### WORK INSTRUCTION
Each line below should be quoted exactly, please.

### RECORD EXTRACTS

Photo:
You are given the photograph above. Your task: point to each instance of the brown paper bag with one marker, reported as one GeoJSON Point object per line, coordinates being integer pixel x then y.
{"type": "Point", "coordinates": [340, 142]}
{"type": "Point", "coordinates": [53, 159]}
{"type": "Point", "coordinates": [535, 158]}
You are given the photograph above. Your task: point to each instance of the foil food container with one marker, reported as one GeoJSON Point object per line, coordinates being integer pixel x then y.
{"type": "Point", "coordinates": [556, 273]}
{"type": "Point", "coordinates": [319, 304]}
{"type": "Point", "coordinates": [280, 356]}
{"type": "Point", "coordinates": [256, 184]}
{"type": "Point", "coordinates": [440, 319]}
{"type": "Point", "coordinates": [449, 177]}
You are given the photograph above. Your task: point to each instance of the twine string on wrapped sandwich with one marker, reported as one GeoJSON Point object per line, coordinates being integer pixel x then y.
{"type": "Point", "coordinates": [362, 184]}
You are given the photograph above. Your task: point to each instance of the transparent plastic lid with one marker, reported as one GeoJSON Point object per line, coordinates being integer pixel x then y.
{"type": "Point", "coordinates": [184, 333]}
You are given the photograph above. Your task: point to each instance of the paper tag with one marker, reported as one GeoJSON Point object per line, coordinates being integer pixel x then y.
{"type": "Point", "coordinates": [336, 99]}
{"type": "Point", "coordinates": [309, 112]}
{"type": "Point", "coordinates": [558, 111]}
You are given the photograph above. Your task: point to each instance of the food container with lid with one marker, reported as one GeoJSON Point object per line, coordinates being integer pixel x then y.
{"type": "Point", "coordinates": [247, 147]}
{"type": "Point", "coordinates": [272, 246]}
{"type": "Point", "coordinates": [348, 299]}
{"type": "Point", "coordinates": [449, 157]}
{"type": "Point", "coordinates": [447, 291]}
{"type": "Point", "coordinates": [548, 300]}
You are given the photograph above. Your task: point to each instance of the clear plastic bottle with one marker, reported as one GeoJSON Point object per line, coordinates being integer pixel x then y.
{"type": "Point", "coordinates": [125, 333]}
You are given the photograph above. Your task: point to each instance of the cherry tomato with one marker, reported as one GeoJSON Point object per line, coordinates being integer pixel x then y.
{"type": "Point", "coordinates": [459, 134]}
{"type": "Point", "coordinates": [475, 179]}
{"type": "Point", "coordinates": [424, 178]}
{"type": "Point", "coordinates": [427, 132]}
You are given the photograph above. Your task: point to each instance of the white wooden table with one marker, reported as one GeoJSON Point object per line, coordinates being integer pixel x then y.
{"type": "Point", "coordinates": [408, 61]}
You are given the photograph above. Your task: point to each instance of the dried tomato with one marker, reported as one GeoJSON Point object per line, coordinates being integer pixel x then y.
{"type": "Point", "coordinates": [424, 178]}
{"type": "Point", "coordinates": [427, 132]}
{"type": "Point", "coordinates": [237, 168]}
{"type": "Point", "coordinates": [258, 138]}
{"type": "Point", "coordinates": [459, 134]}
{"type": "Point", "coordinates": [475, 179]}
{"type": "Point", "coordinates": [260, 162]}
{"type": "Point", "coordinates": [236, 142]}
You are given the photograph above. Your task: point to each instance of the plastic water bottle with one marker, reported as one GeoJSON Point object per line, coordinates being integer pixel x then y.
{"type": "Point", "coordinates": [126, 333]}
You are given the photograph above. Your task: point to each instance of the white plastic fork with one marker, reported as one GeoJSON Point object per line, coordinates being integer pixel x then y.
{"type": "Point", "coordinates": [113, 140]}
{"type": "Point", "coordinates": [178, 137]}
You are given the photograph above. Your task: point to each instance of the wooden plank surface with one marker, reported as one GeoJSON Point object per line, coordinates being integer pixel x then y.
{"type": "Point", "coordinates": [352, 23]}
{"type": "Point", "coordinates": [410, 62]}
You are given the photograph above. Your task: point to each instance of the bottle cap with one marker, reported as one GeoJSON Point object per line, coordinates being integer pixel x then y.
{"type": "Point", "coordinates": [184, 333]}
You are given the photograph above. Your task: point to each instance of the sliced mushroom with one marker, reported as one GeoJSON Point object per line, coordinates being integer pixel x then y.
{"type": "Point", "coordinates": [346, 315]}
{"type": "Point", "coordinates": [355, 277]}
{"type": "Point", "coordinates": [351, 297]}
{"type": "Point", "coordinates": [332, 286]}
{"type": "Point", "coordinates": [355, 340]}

### ANSWER TO THIS EXERCISE
Photo:
You are given the photograph above. Your task: point to each instance of the brown paper bag with one marker, reported as one GeoJSON Point object per line, coordinates being integer pixel x then y.
{"type": "Point", "coordinates": [340, 142]}
{"type": "Point", "coordinates": [53, 159]}
{"type": "Point", "coordinates": [535, 158]}
You are given the photograph above. Your task: point to each instance of the foil food container with one marker, reported as one GeoJSON Point object per line, coordinates being integer pixel x then y.
{"type": "Point", "coordinates": [556, 273]}
{"type": "Point", "coordinates": [319, 304]}
{"type": "Point", "coordinates": [280, 356]}
{"type": "Point", "coordinates": [256, 184]}
{"type": "Point", "coordinates": [440, 319]}
{"type": "Point", "coordinates": [449, 177]}
You are given the photograph above. Your task: point to each instance of the twine string on wrapped sandwich with one marker, reported as one GeoJSON Point object per line, coordinates being integer pixel x then y.
{"type": "Point", "coordinates": [362, 184]}
You are given the photograph above. Your task: point to each instance of the transparent plastic lid with one marker, reported as one GeoJSON Point object per line, coordinates being integer pixel x then y.
{"type": "Point", "coordinates": [184, 333]}
You are given the photograph above. Your task: point to each instance of the paper tag with one marker, reported as one GeoJSON Point object per line, coordinates being integer pixel x then y.
{"type": "Point", "coordinates": [336, 99]}
{"type": "Point", "coordinates": [309, 112]}
{"type": "Point", "coordinates": [558, 111]}
You are given the photograph above. Your task: point to each instance of the food container with lid with one marker, reported as one GeoJSON Point object per line, coordinates being integer pixel x then y.
{"type": "Point", "coordinates": [247, 147]}
{"type": "Point", "coordinates": [272, 246]}
{"type": "Point", "coordinates": [348, 299]}
{"type": "Point", "coordinates": [449, 157]}
{"type": "Point", "coordinates": [447, 291]}
{"type": "Point", "coordinates": [548, 300]}
You are given the photograph above. Your task: point to each instance of the clear plastic bottle with one marker, reported as one GeoJSON Point object per line, coordinates being integer pixel x then y.
{"type": "Point", "coordinates": [125, 333]}
You are given the photograph above. Your task: point to each instance of the cherry tomato with one marker, reported as one GeoJSON Point object per line, coordinates being integer pixel x then y.
{"type": "Point", "coordinates": [459, 134]}
{"type": "Point", "coordinates": [475, 179]}
{"type": "Point", "coordinates": [424, 178]}
{"type": "Point", "coordinates": [427, 132]}
You are given the photograph above. Your task: point to each instance of the white wooden table with one marker, reported as one GeoJSON Point object per line, coordinates being integer pixel x then y.
{"type": "Point", "coordinates": [408, 61]}
You are given the photograph above. Your task: point to each instance of the dried tomato with one marker, reported as one GeoJSON Point object per line, coordinates being integer pixel x then y.
{"type": "Point", "coordinates": [424, 178]}
{"type": "Point", "coordinates": [427, 132]}
{"type": "Point", "coordinates": [237, 168]}
{"type": "Point", "coordinates": [258, 138]}
{"type": "Point", "coordinates": [459, 134]}
{"type": "Point", "coordinates": [475, 179]}
{"type": "Point", "coordinates": [260, 162]}
{"type": "Point", "coordinates": [236, 142]}
You are given the photograph above. Your task: point to each instance of the plastic water bottle with one marker, reported as one GeoJSON Point object per line, coordinates being integer pixel x then y.
{"type": "Point", "coordinates": [126, 333]}
You are given the photograph above. Your task: point to each instance of the white plastic fork with one marker, reported as one GeoJSON Point object per line, coordinates being integer pixel x then y.
{"type": "Point", "coordinates": [113, 140]}
{"type": "Point", "coordinates": [178, 137]}
You are given the photograph above. Your task: point to each instance of the wooden plank surface with one marker, reported as one GeoJSON Point object per line, coordinates being integer pixel x then y.
{"type": "Point", "coordinates": [352, 23]}
{"type": "Point", "coordinates": [410, 62]}
You are given the photograph above. Your task: point to each instance of the bottle cap with one marker, reported as one GeoJSON Point object per line, coordinates being integer pixel x then y.
{"type": "Point", "coordinates": [184, 333]}
You are given the photograph above. Your task: point to each instance of the sliced mushroom with one marker, reported as one GeoJSON Point object per line, coordinates being integer pixel x then y.
{"type": "Point", "coordinates": [346, 315]}
{"type": "Point", "coordinates": [355, 277]}
{"type": "Point", "coordinates": [351, 297]}
{"type": "Point", "coordinates": [332, 286]}
{"type": "Point", "coordinates": [355, 340]}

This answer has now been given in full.